» EXCERPTED PASSAGE:
──────
28 stars 17 forks source link

[WIP] Split PBlib.py and PDBlib.py into sub-modules to improve modularization #80

Closed HubLot closed 8 years ago

HubLot commented 8 years ago

Like said previously, with the most of the refactoring done, the PBlib.py file has grown very large. I propose a separation of it into sub-modules based on #25. Don't merge it yet because the scripts have not been modified.

Here, a suggestion of architecture. The spitting was not so obvious so don't hesitate to bring your opinions to improve it. (bold state for folders and italic for functions/classes/constants)

pbxplore
- analysis
- clustering.py: _distancematrix, __matrix_tostr, hclust
- compare.py: _matrix_to_singledigit, _compare_to_firstsequence
- neq.py: __neq_perresidue, _computeneq, _writeneq
- core
- PB.py: REFERENCES, NAMES, _SUBSTITUTION_MATRIXNAME, _load_substitutionmatrix, _writeflat, _compute_score_byposition, _substitutionscore
- PBs_substitution_matrix.dat
- assignement.py: __angle_modulo360, assign, __write_phipsientry, _writephipsi
- count.py: __assert_samesize, _countmatrix, _read_occurencefile (shouldbe rename in _read_countfile), _write_countmatrix
- formats
- PDB.py: PDB
- fasta.py: _FASTAWIDTH, _readfasta, _read_severalfasta, __write_fastaentry, _writefasta
- loader.py: _chains_fromfiles, _chains_fromtrajectory
- structure.py: Atom, Chain, _getdihedral
- scripts will contain later PBassign.py, PBcount.py, PBclust.py and PBstat.py
- utils.py: __slicematrix, _compute_freqmatrix
- visualization.py: _plotneq, _plotmap, _generateweblogo
- init.py to expose some critical functions directly to the users.
──────
» RECORDED DATA:
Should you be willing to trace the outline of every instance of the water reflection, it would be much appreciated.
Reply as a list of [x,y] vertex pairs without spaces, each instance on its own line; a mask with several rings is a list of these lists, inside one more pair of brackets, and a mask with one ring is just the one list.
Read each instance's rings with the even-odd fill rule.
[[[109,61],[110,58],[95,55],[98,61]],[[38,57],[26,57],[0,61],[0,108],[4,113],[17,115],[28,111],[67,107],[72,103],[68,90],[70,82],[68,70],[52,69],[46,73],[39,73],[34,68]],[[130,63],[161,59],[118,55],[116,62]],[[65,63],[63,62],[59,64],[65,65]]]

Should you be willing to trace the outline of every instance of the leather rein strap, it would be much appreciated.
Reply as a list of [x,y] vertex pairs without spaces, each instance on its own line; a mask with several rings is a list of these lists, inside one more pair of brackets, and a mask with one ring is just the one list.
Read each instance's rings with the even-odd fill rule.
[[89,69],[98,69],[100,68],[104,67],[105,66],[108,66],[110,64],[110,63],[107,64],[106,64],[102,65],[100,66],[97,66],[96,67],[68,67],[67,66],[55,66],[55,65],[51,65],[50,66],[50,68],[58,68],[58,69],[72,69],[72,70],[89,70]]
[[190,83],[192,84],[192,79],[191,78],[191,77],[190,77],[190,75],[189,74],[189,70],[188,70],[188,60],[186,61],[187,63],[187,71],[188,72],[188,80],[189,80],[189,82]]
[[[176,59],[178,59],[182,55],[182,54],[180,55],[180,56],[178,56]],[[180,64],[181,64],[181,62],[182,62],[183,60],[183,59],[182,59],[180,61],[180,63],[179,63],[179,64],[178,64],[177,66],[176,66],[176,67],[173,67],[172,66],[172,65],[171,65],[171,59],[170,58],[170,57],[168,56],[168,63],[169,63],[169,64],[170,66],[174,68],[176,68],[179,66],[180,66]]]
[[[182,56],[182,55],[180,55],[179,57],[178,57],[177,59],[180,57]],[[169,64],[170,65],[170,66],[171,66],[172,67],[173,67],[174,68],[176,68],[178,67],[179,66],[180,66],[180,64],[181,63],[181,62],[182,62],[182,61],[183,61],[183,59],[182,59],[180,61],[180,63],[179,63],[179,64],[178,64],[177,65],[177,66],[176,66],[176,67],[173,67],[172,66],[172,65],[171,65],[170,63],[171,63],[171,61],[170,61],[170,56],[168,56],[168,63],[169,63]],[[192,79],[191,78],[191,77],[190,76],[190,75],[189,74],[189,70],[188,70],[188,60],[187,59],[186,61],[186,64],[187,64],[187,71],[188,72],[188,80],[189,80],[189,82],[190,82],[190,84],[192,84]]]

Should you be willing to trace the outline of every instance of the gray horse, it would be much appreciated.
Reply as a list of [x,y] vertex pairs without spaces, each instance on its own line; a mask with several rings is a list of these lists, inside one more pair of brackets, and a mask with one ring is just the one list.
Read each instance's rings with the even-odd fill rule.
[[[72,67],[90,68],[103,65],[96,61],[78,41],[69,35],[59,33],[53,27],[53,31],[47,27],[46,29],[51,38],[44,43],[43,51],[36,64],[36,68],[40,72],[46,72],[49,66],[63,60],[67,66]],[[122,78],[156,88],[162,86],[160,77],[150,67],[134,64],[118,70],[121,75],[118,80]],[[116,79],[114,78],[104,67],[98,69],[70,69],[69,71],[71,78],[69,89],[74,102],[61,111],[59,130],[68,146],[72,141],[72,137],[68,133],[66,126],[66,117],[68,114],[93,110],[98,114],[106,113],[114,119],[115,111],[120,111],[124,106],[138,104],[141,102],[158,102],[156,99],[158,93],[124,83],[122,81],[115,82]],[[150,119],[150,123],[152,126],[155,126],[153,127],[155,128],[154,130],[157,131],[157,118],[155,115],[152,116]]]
──────
» WORK INSTRUCTIONS: Please transcribe the module-split proposal between "Like said previously, with" and "italic for functions/classes/constants)", inclusive.

» TASK RESPONSE:
Like said previously, with the most of the refactoring done, the PBlib.py file has grown very large. I propose a separation of it into sub-modules based on #25. Don't merge it yet because the scripts have not been modified.

Here, a suggestion of architecture. The spitting was not so obvious so don't hesitate to bring your opinions to improve it. (bold state for folders and italic for functions/classes/constants)